→ **SET TASK**
Reproduce the data below word for word, leaving out the pictures.

★ ★ ★ ★ ★

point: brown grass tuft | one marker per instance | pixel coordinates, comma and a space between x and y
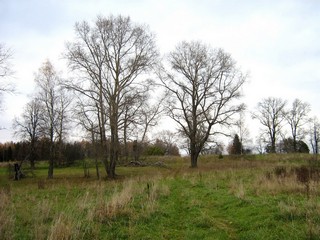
62, 228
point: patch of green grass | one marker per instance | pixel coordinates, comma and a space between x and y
229, 198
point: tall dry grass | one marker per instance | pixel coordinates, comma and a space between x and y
7, 221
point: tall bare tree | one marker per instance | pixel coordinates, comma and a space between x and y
28, 127
315, 135
5, 70
242, 130
271, 112
204, 84
297, 117
54, 107
110, 55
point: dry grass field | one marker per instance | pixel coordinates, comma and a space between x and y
249, 197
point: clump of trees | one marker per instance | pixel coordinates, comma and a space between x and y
275, 117
120, 89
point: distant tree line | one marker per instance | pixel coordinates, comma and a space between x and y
121, 87
71, 152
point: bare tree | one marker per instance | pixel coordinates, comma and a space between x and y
204, 84
242, 130
297, 117
270, 113
28, 127
110, 55
314, 135
49, 95
5, 70
87, 115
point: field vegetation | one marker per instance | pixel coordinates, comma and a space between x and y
235, 197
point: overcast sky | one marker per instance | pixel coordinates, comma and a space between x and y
276, 41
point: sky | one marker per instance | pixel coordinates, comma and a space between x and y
275, 41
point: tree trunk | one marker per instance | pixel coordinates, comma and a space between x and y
51, 163
114, 150
194, 154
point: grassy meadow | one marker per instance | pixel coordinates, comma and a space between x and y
250, 197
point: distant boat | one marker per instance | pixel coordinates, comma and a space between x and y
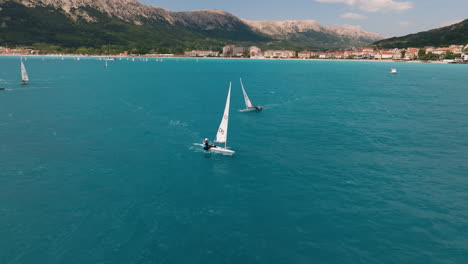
24, 74
248, 104
221, 136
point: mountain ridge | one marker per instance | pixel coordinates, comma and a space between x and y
191, 29
456, 34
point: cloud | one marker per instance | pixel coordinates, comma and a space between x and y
374, 5
405, 23
451, 22
353, 16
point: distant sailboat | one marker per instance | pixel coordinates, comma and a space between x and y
24, 74
248, 104
221, 136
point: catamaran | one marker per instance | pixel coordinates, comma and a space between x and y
24, 74
248, 104
221, 136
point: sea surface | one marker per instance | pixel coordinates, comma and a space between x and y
347, 163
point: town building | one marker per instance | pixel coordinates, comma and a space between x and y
429, 49
255, 51
411, 53
465, 56
440, 51
456, 49
279, 54
383, 55
201, 53
305, 54
336, 55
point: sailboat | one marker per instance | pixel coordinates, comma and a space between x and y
24, 74
248, 104
221, 136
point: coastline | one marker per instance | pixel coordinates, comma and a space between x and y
225, 58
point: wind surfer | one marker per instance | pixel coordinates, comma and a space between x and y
207, 145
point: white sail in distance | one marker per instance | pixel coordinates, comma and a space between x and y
221, 136
24, 74
248, 103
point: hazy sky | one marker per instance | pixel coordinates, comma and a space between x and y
388, 17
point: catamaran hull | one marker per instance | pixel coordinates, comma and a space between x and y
223, 151
250, 110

★ ★ ★ ★ ★

→ **RESULT OF THIS EXERCISE**
point: brown grass tuft | one marker per instance | pixel coordinates, comma and a space between x and y
62, 228
point: patch of green grass | one marker per instance | pixel coordinates, comma and a space between x and y
229, 198
point: tall dry grass | one marker per instance | pixel coordinates, comma and a space between x and y
7, 221
point: tall bare tree | one marker per instance | pixel coordinates, comma and a space between x and y
28, 127
315, 135
5, 70
242, 130
271, 112
204, 84
297, 117
54, 107
110, 55
point: dry grass field | one marker per instance | pixel coordinates, comma and a space between x and y
249, 197
point: clump of trees | one marker per instance | pixel coordinates, comma and a space between x and y
275, 117
120, 89
point: distant tree line | one marker per instance | pixel coordinates, comma and a space between x and y
121, 87
71, 152
point: bare tree | one marker per instance | pixel coordinates, comma and a space between x and y
204, 84
242, 130
297, 117
270, 113
28, 127
110, 55
314, 135
49, 95
5, 70
87, 115
point: field vegetation | one marker per instance | pixel coordinates, comma and a space between x and y
235, 197
point: overcast sky | one marker per instance | pixel coordinates, comma and a space between x and y
276, 41
point: sky | one marker per instance | pixel coordinates, comma and a space between x and y
275, 41
point: tree trunk | one marker per instance | pixel coordinates, comma and a space between x and y
51, 163
114, 150
194, 154
point: grassy meadow | one marker per instance | pixel coordinates, comma and a space between x and y
250, 197
point: distant boat | one marker per instance | pixel coordinates, comma and a space between x and y
24, 74
248, 104
221, 136
point: mountain ridge | one marker per instance | pixel coordinates, comma and a space between x and y
191, 29
456, 34
point: cloud | one marker per instance | pixel coordinates, comma and a space between x and y
374, 5
405, 23
451, 22
353, 16
point: distant sailboat | one marker per instance | pixel coordinates, comma and a space between x and y
24, 74
248, 104
221, 136
point: catamaran | one marker per instance | pixel coordinates, comma and a space between x and y
24, 74
248, 104
221, 136
point: sea surface | one marker per instance | pixel coordinates, comma and a space between x and y
347, 163
point: town building | one marker per instance | pixel coordinates, comma and a space between x and y
429, 49
255, 51
411, 53
465, 56
440, 51
456, 49
279, 54
383, 55
201, 53
305, 54
336, 55
point: sailboat | one marker per instance | pixel coordinates, comma and a space between x and y
24, 74
248, 104
221, 136
point: coastline | one marker per instance | pixel coordinates, comma and a space between x and y
225, 58
point: wind surfer | one marker per instance | pixel coordinates, comma and a space between x and y
207, 145
point: white sail in distance | one marker per instance | pixel coordinates, comma and a space between x and y
221, 136
24, 74
248, 103
point: hazy sky | one marker per instance | pixel coordinates, comma and a space between x and y
388, 17
point: catamaran hull | one marker per instance | pixel coordinates, comma and a space between x and y
223, 151
250, 110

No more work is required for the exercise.